▶ [TAREFAS A REALIZAR]
1. Reescreva o texto sobre Daniel Bessa começando em "As empresas e" e seguindo até "partilha da austeridade.", e troque "solidariedade" por "coesão".
2. Prossiga o texto sobre Daniel Bessa a partir da última frase apresentada.

▶ [TEXTO DO DOCUMENTO]
Daniel Bessa: “Quem mantiver rendimentos vai ter de contribuir pesadamente para um esforço de solidariedade”
Daniel Bessa alerta que "as pessoas vão ter de assumir a sua quota parte de um esforço que chamaria de solidariedade, de partilha da austeridade", após a crise.
As empresas e as pessoas que conseguirem durante a atual crise manter lucros e rendimentos “vão ter de contribuir pesadamente” para um esforço de solidariedade, defende o economista Daniel Bessa em entrevista à Lusa.
“Quem, por esta ordem, for capaz de manter lucros, salários e pensões vai ter de contribuir. Vai ter de contribuir pesadamente e com progressividade”, salienta o professor universitário, deixando claro que não quer ver lucros ou rendimentos a baixar, antes pelo contrário, para que possam contribuir para um esforço de solidariedade, de partilha da austeridade.
“É evidente que não se pode pedir a quem tem uma pensão mínima ou um salário mínimo esse esforço, mas consideraria repugnante que, quando terminar a fase de negação que estamos a atravessar, no momento próprio, mais cedo do que tarde, os rendimentos que sobreviverem não sejam chamados a pagar a sua parte”, explica o antigo ministro da Economia no governo socialista liderado por António Guterres.
“Não quero reduzir lucros, nem salários, nem pensões de ninguém, agora, em algum momento, as pessoas vão ter de assumir a sua quota parte de um esforço que chamaria de solidariedade, de partilha da austeridade”, enfatiza o professor universitário, lembrando que “na crise anterior falou-se muito sobre austeridade e sobre os anos de austeridades”, mas agora não é disso que se trata: “desta vez, a austeridade já cá está, é inevitável, precisando de solidariedade, para ser partilhada”.

▶ [DADOS DISPONÍVEIS]

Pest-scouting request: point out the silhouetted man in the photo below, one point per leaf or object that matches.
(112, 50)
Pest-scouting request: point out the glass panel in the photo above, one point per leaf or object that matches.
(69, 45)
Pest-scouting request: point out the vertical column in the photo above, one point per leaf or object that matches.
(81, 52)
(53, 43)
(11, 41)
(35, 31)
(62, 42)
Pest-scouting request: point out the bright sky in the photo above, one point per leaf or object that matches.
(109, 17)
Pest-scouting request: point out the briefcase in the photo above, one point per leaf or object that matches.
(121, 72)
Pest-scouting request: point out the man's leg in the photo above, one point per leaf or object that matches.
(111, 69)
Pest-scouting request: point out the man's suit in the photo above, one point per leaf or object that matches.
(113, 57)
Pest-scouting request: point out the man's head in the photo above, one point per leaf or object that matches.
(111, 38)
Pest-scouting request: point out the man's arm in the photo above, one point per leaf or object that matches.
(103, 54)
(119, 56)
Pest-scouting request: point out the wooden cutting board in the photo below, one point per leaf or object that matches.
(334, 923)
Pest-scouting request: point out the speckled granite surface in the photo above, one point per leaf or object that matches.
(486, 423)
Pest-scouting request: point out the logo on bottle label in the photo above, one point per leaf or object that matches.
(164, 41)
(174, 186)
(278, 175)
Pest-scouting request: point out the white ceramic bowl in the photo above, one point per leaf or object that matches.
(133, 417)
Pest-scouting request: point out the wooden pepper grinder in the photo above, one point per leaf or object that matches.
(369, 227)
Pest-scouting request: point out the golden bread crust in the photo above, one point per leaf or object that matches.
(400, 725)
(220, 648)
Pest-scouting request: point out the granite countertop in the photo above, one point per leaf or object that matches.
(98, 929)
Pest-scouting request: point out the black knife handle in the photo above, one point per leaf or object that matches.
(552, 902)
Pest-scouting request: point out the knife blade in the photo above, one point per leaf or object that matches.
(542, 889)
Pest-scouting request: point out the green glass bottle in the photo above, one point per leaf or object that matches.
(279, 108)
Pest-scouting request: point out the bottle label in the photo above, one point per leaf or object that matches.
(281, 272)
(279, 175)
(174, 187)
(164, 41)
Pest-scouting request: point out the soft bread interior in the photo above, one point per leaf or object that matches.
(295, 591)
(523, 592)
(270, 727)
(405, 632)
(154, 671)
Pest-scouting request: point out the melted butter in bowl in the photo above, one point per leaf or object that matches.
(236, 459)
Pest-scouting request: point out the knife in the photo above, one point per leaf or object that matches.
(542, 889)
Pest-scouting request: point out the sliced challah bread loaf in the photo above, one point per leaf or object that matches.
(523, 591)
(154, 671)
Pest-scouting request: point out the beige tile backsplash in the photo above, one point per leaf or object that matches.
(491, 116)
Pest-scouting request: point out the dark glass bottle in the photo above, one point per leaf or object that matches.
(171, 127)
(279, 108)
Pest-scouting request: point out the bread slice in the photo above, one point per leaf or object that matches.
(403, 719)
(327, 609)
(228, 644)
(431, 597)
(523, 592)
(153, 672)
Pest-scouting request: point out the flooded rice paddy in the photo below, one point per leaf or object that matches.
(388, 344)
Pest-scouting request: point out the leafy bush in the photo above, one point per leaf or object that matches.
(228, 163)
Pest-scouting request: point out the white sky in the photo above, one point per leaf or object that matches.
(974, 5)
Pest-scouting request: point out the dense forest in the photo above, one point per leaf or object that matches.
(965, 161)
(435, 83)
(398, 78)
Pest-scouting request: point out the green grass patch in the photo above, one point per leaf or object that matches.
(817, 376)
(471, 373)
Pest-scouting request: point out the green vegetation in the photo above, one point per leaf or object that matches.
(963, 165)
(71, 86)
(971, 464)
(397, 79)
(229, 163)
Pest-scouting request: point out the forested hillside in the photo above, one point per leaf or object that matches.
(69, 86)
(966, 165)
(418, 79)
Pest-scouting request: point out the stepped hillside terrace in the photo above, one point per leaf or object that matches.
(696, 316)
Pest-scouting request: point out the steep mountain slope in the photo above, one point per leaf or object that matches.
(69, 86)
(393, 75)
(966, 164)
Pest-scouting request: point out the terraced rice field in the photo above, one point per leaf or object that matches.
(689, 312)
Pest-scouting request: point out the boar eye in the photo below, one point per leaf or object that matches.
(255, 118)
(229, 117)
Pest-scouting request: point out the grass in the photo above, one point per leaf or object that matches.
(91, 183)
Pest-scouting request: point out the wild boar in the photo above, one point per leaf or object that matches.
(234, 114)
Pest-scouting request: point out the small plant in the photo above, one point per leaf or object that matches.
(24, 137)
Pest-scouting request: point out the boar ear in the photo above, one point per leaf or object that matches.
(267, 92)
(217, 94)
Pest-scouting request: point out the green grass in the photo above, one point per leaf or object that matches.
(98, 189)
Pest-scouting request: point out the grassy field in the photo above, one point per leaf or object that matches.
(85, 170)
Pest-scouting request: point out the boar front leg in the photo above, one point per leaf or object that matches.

▶ [RESPOSTAS DADAS]
1.
As empresas e as pessoas que conseguirem durante a atual crise manter lucros e rendimentos “vão ter de contribuir pesadamente” para um esforço de coesão, defende o economista Daniel Bessa em entrevista à Lusa.
“Quem, por esta ordem, for capaz de manter lucros, salários e pensões vai ter de contribuir. Vai ter de contribuir pesadamente e com progressividade”, salienta o professor universitário, deixando claro que não quer ver lucros ou rendimentos a baixar, antes pelo contrário, para que possam contribuir para um esforço de coesão, de partilha da austeridade.

2.
Daniel Bessa diz concordar que, neste momento, no imediato, “o que se pode fazer é distribuir dinheiro, para que as empresas se mantenham, porque é vital que não acabem, e as pessoas não fiquem na miséria e não morram de fome.”
Mas, quando a recuperação se iniciar, “e provavelmente antes, mais cedo do que tarde, como referi, quem for capaz de manter algum rendimento tem de contribuir”, sublinha o economista, adiantando que se está a referir “aos lucros que alguns vão poder manter, não tanto na banca, um dos setores mais ameaçados, mas noutras empresas”, e “a quem recebe salários, alguns dos quais garantidos, como na função pública, pelo menos para já, ou pensões”.
Daniel Bessa diz mesmo que só este esforço pode justificar que haja também solidariedade por parte da União Europeia.
“Teria de dar toda a razão ao ministro das Finanças holandês se tudo se resumisse a ir ao Banco Central Europeu (BCE) e à Comissão Europeia buscar dinheiro, se, em casa, quem sobrevive não for chamado a contribui”, sublinha, salientando que não se excluí desse esforço.
“Espero sobreviver e, portanto, estou a falar contra mim”, afirma.
O professor universitário defende mesmo que o pior cenário que se pode dar aos portugueses, por irrealista, “é que o BCE e a UE vão resolver o problema, sem uma distribuição interna de custos”.
“As duas coisas têm de ir a par. Por isso é que falo de solidariedade. Perco toda a autoridade moral se tento pôr o essencial do contributo e da responsabilidade em terceiros. E isso para já não irmos mais longe, porque estamos a falar do nosso problema, mas há sempre, no mundo, problemas mais graves, para cuja resolução também teremos de contribuir; há sempre pior”, diz Daniel Bessa.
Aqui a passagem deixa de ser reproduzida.